[Excerpts of location labeling data]
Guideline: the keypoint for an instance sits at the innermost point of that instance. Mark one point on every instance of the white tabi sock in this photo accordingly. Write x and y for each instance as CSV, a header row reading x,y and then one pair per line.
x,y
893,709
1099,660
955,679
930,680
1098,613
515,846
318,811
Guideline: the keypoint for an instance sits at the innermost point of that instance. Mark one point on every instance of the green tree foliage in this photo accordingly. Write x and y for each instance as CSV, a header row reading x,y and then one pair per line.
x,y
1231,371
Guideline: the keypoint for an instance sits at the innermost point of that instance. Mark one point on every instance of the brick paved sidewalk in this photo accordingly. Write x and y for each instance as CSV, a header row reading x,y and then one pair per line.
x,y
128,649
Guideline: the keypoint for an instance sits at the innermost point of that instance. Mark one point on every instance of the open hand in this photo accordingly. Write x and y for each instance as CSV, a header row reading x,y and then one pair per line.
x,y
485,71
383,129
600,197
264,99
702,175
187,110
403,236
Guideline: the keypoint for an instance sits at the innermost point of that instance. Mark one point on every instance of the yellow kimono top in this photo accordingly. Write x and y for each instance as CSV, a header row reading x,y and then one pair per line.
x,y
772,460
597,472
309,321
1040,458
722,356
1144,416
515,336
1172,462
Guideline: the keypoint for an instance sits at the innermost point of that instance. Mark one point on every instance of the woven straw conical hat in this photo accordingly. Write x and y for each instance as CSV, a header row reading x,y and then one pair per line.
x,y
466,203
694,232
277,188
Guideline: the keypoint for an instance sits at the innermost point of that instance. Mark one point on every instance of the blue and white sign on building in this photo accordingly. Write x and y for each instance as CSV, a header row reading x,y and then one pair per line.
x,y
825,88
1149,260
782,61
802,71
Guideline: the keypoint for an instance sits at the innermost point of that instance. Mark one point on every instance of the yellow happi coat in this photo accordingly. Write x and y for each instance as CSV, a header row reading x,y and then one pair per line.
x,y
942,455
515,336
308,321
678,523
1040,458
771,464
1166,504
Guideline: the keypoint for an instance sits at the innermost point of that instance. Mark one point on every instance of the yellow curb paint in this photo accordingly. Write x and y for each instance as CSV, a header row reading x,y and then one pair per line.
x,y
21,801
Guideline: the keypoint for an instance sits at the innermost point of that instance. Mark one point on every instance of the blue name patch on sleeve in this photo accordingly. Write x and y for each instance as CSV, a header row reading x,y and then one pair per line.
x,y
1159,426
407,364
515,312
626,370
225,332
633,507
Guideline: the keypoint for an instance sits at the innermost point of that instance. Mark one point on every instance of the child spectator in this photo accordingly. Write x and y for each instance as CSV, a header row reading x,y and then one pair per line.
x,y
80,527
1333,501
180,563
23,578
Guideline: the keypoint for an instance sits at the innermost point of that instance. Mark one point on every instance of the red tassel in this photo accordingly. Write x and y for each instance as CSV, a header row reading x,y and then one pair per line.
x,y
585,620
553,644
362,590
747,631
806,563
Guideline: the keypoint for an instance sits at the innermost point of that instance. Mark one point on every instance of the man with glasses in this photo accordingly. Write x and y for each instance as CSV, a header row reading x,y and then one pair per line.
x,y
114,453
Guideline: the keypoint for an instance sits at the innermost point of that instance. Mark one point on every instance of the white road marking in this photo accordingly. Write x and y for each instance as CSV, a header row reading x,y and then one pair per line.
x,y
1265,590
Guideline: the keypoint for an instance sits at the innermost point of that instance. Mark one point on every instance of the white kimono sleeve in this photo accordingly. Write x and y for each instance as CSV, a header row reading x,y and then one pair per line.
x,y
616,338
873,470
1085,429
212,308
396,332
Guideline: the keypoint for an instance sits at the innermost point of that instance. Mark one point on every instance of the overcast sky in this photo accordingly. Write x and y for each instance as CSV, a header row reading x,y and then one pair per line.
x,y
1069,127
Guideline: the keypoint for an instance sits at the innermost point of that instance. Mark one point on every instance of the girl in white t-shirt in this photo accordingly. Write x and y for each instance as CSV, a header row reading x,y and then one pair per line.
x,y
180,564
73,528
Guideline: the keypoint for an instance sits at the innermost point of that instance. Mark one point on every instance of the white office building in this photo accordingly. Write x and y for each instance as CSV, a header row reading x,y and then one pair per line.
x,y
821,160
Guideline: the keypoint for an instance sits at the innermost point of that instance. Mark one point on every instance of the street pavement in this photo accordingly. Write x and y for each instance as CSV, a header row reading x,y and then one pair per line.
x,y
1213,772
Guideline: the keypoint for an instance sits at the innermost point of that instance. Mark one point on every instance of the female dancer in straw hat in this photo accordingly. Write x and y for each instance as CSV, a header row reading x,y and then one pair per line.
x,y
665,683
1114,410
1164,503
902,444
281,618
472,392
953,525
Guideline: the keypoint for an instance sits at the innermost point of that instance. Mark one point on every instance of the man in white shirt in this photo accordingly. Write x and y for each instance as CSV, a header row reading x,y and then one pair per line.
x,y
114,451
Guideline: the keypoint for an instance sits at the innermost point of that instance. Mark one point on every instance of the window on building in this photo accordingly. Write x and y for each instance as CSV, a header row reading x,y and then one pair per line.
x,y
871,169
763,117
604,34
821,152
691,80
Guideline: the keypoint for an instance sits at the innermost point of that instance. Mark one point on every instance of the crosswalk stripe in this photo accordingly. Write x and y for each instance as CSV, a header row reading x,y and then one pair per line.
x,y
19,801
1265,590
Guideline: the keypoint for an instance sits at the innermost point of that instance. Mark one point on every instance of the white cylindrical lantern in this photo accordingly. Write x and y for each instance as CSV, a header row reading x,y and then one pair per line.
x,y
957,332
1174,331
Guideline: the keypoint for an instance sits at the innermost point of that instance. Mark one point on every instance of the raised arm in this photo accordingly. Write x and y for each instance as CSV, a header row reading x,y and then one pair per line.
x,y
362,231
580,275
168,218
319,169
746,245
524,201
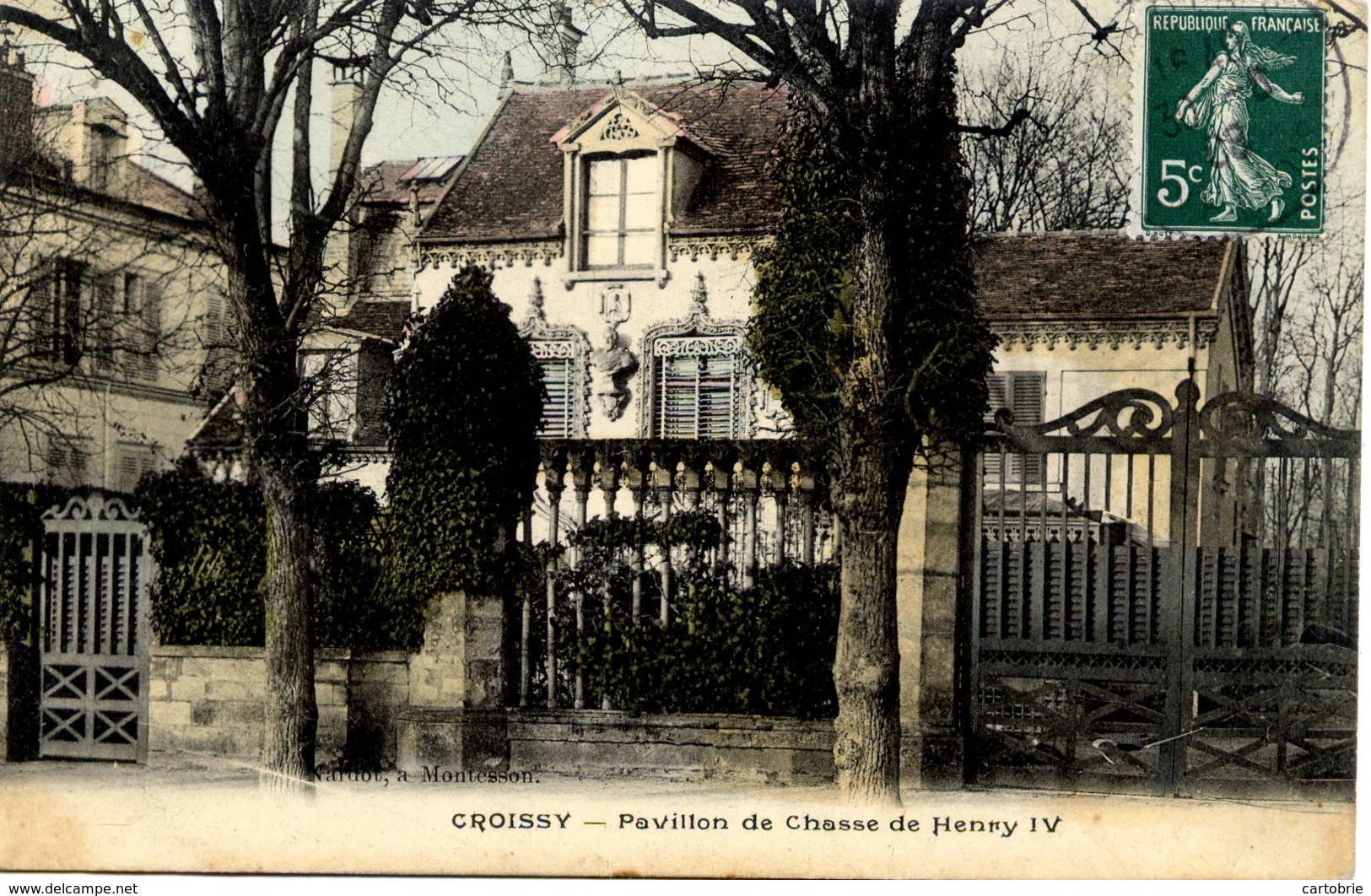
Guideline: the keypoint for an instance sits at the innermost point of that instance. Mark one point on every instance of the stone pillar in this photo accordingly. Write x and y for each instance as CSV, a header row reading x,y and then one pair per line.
x,y
926,599
456,717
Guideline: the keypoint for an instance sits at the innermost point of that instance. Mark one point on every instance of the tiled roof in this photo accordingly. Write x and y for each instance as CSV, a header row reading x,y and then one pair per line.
x,y
154,191
511,184
377,318
391,181
1098,278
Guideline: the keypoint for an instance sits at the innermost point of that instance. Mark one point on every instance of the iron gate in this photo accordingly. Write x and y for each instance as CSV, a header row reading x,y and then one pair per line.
x,y
1164,597
94,634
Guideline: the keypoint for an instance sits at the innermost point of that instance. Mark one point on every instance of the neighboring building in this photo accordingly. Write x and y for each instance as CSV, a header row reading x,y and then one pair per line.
x,y
620,222
111,302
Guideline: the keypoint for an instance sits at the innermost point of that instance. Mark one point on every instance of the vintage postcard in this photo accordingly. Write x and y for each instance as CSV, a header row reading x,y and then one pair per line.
x,y
671,439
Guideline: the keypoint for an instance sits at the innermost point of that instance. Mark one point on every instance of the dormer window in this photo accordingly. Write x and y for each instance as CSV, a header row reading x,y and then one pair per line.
x,y
623,213
627,167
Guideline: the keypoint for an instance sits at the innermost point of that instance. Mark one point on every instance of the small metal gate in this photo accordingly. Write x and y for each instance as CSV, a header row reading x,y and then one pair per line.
x,y
1164,597
94,632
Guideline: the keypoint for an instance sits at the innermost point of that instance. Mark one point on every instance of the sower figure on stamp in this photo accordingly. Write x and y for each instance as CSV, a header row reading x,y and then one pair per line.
x,y
1239,178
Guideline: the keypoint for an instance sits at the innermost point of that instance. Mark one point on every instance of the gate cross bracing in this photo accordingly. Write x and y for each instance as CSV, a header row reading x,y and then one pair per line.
x,y
1164,597
94,632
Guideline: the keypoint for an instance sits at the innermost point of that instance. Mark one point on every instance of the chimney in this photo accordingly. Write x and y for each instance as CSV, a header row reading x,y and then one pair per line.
x,y
15,111
100,144
566,39
346,94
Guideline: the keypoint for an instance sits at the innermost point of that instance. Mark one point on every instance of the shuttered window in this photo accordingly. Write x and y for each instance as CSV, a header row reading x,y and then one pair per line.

(Exercise directions) Copy out the lines from the one containing "of the chimney" through the last line. Keep the requests unchanged, multiply every point coordinate in the answers by 2.55, and round each result to a whole number, rounding halves up.

(Completed task)
Guideline: the keypoint for an instance sits at the innermost point of that instance. Mark one point on every instance of the chimney in this photo accordingly. Write x and y for each instance as CSV, a header row reading x,y and then one pair per line.
x,y
38,283
255,367
1443,99
882,240
Guideline: the keypoint for an instance sits at the innermost point of that instance. Mark one point on every instance of the shuttered window in this photo accordingly. Write x and y for each instance as CSV, a header row reading x,y and then one pair per line.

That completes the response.